— Start of STORED DATA —
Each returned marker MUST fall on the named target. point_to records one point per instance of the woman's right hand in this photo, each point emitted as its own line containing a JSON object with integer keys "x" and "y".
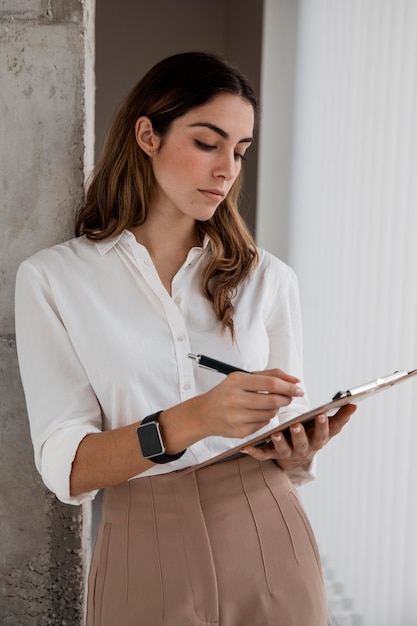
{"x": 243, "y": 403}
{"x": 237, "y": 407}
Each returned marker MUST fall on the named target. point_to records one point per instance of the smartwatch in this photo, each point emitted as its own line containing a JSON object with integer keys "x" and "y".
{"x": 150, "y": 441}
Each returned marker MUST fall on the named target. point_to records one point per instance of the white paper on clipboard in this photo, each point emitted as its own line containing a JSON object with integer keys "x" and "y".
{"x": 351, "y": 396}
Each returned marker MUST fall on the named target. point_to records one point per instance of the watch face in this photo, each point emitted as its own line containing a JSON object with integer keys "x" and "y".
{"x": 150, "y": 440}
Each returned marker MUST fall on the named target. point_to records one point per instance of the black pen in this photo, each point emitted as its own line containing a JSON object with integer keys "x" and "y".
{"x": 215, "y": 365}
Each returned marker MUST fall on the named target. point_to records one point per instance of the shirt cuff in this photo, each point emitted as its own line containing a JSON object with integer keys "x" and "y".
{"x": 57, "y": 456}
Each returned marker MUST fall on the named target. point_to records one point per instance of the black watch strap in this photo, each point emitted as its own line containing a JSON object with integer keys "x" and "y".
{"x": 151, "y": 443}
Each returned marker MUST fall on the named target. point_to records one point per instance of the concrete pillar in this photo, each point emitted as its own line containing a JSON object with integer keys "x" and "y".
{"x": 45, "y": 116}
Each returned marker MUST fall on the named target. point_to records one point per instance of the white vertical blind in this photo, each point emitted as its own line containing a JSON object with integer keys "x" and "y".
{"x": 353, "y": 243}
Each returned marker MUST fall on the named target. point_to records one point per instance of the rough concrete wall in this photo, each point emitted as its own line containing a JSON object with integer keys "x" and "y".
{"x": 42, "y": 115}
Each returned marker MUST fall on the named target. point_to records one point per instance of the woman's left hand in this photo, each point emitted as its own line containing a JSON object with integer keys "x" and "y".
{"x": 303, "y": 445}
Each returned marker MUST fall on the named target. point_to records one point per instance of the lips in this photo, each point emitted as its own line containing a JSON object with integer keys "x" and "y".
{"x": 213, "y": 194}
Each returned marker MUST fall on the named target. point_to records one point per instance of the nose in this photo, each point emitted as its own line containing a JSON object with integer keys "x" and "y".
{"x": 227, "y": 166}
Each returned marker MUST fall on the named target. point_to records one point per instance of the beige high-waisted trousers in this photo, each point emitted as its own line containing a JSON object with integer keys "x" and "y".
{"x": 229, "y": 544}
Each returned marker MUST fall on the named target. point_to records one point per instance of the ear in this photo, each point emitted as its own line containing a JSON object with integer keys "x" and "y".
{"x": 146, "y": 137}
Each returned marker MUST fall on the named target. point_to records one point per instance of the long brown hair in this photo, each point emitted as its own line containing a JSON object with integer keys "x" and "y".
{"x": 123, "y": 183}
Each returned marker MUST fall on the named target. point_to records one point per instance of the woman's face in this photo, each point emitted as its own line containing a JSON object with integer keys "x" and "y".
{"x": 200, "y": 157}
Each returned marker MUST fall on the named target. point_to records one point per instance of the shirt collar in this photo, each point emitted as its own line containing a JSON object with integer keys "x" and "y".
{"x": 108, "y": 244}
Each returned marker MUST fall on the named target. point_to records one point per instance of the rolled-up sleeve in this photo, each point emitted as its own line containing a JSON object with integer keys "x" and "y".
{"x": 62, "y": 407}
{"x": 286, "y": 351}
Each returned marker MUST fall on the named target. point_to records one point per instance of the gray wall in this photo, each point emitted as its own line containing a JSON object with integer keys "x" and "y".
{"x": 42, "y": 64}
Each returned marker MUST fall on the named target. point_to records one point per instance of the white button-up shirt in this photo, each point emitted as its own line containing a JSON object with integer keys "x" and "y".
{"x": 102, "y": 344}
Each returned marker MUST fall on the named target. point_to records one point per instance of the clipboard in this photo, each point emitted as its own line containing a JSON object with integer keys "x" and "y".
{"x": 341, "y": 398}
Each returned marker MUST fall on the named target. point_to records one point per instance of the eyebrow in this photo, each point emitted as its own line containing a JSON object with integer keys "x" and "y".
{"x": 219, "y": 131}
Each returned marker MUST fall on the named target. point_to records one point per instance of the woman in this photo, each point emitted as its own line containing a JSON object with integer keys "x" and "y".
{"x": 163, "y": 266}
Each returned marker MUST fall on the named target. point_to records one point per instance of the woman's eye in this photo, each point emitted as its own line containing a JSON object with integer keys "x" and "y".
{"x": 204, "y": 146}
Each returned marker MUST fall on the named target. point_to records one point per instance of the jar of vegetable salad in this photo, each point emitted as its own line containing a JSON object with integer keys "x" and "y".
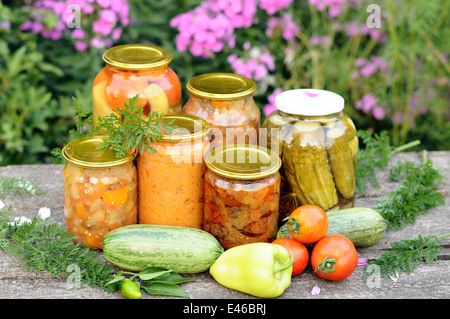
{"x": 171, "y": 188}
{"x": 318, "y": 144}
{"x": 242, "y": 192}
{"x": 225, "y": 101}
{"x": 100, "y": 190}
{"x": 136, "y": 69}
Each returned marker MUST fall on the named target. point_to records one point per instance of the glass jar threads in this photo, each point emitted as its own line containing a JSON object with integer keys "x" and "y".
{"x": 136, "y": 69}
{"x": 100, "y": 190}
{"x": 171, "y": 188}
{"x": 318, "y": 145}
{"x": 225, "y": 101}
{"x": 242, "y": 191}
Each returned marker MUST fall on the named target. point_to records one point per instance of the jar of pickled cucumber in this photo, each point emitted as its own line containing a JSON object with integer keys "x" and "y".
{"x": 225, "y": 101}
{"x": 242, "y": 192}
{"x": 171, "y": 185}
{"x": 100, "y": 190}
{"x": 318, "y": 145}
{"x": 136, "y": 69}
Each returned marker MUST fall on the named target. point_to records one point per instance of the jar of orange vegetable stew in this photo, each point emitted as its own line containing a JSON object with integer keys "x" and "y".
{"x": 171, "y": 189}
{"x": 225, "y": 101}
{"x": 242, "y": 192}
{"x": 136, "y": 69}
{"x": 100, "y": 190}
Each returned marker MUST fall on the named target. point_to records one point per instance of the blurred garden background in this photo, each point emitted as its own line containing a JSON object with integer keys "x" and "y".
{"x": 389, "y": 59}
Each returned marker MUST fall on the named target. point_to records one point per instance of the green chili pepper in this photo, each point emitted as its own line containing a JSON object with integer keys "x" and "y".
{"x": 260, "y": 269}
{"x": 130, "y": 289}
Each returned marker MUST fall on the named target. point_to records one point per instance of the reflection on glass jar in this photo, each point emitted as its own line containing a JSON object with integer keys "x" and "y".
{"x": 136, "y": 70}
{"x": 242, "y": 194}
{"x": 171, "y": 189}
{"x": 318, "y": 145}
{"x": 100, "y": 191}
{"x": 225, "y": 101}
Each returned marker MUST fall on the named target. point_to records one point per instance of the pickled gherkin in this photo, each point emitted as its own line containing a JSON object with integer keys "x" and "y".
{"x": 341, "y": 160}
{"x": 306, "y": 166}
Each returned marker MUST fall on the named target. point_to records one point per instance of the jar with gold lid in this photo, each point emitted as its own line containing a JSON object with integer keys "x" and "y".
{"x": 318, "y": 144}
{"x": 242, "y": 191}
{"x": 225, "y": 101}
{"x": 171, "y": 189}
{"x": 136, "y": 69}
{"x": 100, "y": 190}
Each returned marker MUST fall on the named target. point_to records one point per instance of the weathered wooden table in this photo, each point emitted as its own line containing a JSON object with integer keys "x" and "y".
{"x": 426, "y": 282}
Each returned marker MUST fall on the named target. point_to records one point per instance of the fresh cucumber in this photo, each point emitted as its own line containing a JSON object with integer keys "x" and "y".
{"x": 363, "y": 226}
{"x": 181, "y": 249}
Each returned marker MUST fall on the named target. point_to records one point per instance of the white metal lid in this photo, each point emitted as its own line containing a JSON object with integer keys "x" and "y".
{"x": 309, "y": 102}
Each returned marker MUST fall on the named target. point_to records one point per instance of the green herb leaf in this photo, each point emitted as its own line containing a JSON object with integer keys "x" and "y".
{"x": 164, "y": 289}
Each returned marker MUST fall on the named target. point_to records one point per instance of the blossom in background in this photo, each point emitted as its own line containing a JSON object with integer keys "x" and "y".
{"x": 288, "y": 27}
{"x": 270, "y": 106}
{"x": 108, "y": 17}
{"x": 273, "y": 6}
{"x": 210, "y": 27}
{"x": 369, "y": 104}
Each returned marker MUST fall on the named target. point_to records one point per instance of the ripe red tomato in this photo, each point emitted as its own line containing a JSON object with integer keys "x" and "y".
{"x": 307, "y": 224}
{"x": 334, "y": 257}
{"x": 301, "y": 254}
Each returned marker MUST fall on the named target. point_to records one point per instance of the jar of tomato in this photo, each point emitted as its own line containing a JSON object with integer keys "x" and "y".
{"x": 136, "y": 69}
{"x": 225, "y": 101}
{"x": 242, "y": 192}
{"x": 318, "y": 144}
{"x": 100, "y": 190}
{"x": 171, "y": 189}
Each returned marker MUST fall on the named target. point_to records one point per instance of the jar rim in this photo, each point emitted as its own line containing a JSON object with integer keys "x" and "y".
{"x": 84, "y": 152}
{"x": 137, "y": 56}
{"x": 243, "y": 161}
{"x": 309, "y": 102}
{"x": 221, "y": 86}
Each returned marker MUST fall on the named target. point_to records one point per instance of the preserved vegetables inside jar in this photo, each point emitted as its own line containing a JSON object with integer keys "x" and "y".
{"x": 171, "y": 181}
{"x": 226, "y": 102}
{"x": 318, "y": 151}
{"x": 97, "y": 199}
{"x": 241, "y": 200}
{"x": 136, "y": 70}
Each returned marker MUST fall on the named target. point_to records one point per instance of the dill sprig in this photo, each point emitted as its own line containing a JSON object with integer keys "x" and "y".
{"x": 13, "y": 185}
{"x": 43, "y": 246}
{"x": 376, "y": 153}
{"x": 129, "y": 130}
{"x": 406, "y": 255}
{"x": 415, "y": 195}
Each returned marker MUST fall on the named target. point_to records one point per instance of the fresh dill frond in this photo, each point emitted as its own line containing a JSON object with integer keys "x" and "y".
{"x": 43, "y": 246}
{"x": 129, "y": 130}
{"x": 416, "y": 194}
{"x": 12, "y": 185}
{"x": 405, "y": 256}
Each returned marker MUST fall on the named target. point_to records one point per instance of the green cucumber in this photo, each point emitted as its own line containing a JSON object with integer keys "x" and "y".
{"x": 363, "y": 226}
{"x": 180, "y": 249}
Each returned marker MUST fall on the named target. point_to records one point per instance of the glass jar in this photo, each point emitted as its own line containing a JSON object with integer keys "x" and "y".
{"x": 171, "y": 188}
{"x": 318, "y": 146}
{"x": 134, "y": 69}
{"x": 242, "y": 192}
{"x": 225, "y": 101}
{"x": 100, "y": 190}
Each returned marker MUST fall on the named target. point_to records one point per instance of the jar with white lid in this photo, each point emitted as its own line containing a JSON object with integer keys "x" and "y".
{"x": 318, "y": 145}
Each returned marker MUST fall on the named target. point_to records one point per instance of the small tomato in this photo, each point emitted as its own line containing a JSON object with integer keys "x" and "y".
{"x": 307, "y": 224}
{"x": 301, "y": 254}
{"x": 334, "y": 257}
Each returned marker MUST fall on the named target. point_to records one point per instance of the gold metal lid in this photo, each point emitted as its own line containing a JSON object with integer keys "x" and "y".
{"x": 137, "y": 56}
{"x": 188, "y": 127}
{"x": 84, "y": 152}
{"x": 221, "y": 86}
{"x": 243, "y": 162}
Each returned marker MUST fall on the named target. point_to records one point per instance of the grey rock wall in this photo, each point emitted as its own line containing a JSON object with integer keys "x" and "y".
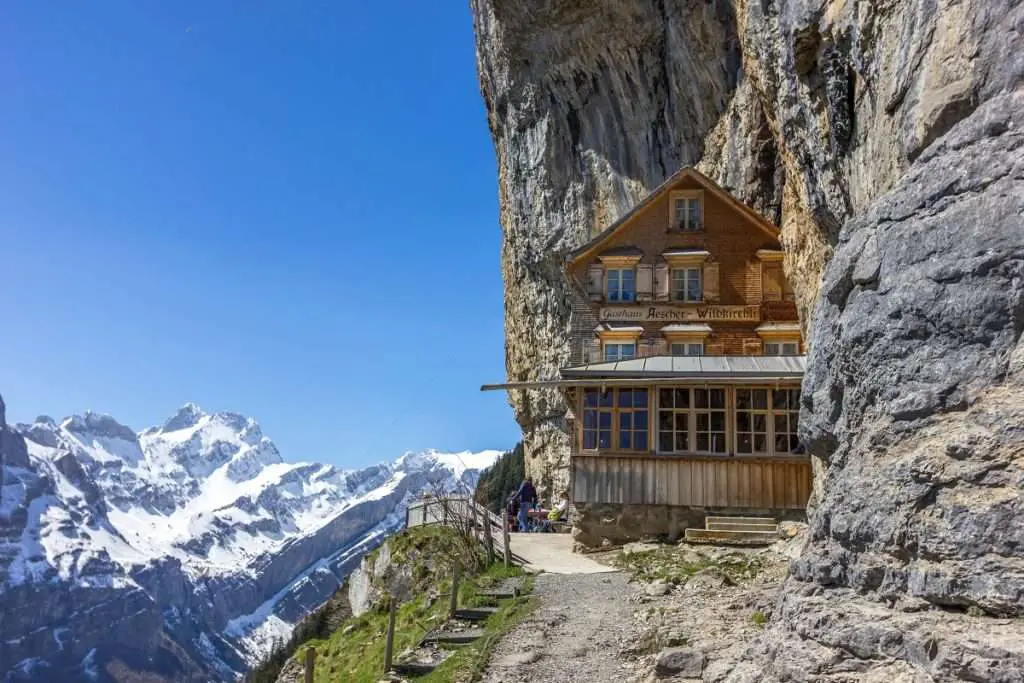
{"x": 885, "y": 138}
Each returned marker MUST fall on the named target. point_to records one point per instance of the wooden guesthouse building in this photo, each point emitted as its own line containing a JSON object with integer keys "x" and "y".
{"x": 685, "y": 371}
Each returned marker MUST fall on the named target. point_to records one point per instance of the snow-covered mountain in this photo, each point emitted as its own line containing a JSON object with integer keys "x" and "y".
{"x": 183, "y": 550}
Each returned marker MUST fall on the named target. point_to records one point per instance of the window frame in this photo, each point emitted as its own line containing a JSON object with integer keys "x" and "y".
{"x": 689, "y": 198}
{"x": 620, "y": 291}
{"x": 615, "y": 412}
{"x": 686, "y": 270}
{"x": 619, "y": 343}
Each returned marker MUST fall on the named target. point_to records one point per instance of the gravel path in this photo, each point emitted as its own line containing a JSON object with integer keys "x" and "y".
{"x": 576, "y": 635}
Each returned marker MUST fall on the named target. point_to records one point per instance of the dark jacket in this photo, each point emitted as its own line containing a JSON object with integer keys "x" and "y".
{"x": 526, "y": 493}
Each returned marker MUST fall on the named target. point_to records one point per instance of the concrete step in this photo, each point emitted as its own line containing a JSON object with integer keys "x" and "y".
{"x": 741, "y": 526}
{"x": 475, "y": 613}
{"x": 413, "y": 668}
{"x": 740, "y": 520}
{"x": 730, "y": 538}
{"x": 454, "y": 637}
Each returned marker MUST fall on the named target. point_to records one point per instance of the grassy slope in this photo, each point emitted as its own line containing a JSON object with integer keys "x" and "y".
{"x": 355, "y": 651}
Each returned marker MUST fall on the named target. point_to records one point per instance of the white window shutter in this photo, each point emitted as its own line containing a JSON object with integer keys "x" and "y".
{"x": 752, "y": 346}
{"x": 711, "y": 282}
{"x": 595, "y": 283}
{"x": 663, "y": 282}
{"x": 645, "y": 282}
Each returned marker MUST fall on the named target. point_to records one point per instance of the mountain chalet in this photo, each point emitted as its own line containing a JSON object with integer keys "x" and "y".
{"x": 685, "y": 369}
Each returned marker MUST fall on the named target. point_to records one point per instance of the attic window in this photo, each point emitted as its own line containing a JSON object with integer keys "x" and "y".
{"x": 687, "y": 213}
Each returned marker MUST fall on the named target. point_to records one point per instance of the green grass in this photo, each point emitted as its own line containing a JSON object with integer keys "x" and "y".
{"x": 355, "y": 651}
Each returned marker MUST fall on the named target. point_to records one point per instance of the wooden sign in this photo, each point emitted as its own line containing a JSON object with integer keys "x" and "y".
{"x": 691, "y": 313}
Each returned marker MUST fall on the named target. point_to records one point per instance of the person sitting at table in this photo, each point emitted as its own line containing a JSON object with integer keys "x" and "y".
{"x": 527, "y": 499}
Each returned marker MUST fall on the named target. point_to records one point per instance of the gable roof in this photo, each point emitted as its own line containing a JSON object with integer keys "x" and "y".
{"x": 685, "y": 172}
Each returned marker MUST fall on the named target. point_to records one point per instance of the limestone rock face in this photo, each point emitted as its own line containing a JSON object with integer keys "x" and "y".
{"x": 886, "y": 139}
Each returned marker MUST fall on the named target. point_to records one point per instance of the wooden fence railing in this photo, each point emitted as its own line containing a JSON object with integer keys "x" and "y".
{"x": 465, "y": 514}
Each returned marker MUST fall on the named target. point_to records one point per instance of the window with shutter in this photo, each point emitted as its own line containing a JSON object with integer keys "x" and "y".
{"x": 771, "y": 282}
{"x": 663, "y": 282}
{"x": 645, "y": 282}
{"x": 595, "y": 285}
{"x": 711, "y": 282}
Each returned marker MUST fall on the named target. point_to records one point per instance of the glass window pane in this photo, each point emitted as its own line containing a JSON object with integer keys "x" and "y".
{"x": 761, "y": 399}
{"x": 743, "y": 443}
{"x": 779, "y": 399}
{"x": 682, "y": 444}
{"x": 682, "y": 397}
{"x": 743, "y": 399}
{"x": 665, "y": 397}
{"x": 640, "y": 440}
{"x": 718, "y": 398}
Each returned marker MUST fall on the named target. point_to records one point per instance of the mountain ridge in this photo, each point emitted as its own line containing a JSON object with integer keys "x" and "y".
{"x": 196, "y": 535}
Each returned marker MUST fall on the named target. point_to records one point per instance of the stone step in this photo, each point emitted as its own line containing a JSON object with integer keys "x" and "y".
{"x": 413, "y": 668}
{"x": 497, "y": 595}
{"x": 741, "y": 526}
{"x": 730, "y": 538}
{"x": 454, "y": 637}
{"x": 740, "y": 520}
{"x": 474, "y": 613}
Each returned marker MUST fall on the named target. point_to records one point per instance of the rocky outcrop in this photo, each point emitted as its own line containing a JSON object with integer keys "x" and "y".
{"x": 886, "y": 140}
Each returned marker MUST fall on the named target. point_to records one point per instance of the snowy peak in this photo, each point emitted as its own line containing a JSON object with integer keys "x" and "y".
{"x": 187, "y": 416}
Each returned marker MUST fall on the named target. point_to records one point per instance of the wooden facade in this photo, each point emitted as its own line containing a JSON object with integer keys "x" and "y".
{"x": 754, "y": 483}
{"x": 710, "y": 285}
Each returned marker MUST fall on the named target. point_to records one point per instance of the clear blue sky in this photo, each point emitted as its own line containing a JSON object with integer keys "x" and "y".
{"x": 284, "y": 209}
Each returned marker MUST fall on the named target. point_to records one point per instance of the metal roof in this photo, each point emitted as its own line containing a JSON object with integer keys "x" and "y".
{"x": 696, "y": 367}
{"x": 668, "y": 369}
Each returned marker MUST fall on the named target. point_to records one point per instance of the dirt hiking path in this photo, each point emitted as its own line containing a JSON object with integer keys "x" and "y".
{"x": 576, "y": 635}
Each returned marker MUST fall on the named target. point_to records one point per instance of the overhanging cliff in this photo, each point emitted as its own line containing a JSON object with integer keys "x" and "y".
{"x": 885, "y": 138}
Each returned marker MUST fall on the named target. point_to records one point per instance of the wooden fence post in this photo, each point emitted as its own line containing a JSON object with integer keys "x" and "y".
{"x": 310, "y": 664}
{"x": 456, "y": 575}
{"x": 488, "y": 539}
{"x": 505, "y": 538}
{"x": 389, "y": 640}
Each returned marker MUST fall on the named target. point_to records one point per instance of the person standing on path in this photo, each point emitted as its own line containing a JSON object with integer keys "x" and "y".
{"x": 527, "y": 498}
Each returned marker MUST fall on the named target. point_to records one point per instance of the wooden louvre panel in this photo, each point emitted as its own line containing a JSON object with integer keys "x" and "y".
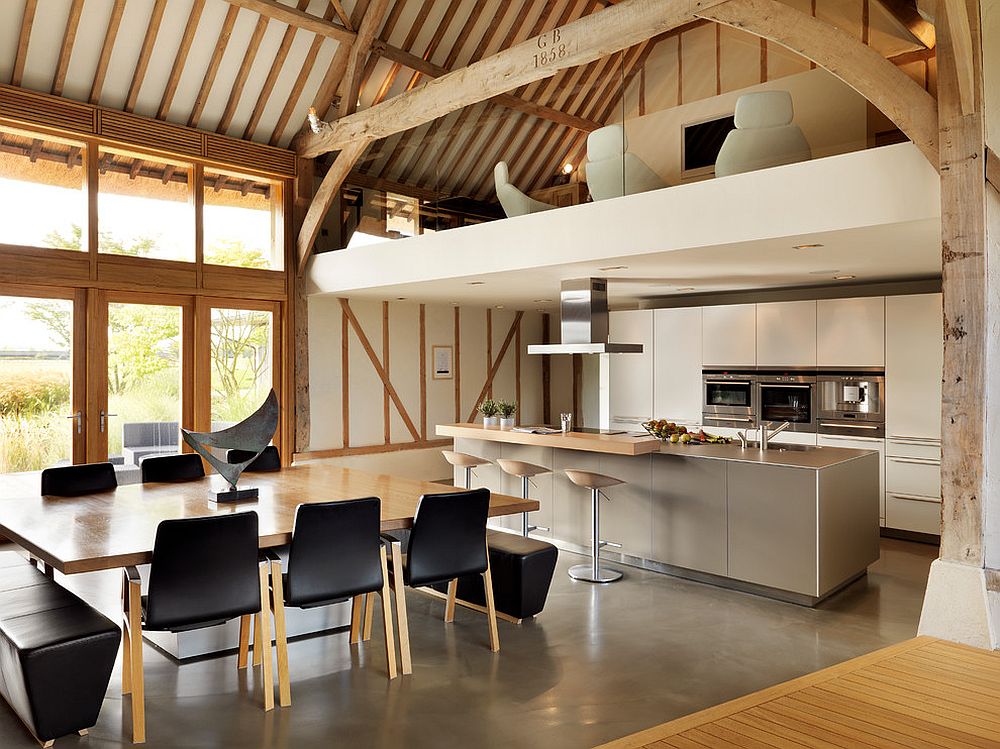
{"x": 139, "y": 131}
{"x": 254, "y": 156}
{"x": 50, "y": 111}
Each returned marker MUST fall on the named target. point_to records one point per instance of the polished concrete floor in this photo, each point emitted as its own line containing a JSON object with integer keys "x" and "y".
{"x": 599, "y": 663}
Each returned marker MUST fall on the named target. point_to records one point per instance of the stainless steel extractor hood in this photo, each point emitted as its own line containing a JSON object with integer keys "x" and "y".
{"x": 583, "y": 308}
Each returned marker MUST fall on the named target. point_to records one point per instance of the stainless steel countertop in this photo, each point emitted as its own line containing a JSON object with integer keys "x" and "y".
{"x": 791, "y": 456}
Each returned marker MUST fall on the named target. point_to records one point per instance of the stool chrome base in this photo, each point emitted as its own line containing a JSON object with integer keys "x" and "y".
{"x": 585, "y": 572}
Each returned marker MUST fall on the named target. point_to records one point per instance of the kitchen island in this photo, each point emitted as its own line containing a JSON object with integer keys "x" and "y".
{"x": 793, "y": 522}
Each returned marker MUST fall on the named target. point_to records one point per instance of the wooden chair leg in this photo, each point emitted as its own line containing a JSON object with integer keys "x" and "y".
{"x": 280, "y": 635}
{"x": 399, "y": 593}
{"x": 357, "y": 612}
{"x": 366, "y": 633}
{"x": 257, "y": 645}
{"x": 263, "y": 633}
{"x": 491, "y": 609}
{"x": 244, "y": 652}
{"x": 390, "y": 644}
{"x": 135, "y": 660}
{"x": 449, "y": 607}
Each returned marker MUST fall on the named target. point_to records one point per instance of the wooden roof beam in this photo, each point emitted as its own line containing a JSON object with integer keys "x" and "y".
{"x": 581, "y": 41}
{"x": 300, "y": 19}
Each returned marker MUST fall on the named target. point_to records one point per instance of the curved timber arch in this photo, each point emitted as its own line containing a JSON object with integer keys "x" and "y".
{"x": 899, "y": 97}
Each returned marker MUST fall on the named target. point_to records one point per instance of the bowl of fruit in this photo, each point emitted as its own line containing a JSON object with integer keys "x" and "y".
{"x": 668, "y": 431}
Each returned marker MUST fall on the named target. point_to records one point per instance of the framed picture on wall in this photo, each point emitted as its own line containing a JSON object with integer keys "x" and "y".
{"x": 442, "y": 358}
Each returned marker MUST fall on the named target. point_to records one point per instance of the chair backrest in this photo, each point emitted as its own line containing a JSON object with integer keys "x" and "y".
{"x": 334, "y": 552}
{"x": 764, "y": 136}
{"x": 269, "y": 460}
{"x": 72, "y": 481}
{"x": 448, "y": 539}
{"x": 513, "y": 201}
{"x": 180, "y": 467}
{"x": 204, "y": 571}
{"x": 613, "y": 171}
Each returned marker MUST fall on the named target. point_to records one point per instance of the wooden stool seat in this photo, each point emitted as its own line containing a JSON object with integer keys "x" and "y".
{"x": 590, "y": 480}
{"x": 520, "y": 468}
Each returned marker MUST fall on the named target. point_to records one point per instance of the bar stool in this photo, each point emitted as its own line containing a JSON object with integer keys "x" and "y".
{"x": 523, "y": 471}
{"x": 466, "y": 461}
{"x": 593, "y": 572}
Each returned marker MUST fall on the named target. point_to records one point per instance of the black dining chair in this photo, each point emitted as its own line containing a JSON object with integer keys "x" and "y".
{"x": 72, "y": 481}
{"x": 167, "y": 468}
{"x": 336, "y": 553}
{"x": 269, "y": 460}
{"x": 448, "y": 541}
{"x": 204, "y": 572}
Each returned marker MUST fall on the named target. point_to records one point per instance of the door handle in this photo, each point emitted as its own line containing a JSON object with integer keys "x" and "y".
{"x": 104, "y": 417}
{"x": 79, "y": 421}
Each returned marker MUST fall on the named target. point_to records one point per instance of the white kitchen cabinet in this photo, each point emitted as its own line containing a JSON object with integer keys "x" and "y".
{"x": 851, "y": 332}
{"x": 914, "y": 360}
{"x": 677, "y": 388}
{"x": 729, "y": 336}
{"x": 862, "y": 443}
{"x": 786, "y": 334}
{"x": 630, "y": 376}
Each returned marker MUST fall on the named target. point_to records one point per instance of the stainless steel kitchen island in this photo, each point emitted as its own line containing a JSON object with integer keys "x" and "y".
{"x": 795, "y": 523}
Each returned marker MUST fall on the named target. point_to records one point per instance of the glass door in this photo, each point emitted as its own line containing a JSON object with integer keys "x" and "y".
— End of STORED DATA —
*AIM OF THE EXERCISE*
Rewrite the lines from the one that has "the wooden stool" through the last row, both ends included. Keep each request line unchanged and raise every x and y coordinate in the answers by 7.

*REPLY TO THE TASK*
Each returned marker MUST fall on the named target. point_to records one point per instance of the wooden stool seat in this photo, each point emitted as its own line containing a JSON object with integer keys "x" and "y".
{"x": 597, "y": 487}
{"x": 527, "y": 475}
Each returned marker MUST fall on the named target. point_to records one point per instance of the bar stool in this photo, each point emitted as its own line containing a JSON object with integer keys "x" and "y".
{"x": 530, "y": 478}
{"x": 473, "y": 468}
{"x": 600, "y": 579}
Each returned marker MUST fall on the named target. point_to records one point per instance of the black dining chair in this photo, each point emitted as its own line containing a JSON object with integer keys "x" and "y".
{"x": 79, "y": 488}
{"x": 174, "y": 475}
{"x": 343, "y": 560}
{"x": 276, "y": 467}
{"x": 455, "y": 548}
{"x": 211, "y": 579}
Each returned marker MUST fall on the named target. point_to records one point per instance of the door handle in this photo, each point emitted as its own line containing a JSON object with integer keys "x" and "y".
{"x": 111, "y": 424}
{"x": 86, "y": 428}
Each returned marker MUST fall on the named target. point_to records one point per instance of the white kitchen cabinet in this photo, each point emitted as its own line containing a JSON object with integer keys "x" and "y".
{"x": 858, "y": 339}
{"x": 921, "y": 367}
{"x": 684, "y": 395}
{"x": 736, "y": 343}
{"x": 869, "y": 450}
{"x": 793, "y": 341}
{"x": 637, "y": 383}
Each returned marker MUST fall on the named target. point_to records one point per instance of the stainless steel kitchen island in this photo, each point emitted as its own line containing a JSON object with integer keys "x" and "y".
{"x": 802, "y": 530}
Each returned marker MUST fall on the named target. point_to records one point per instance of the glass door in this photo, each point emitted as its own line containing a JSON object with integer keys "x" and "y".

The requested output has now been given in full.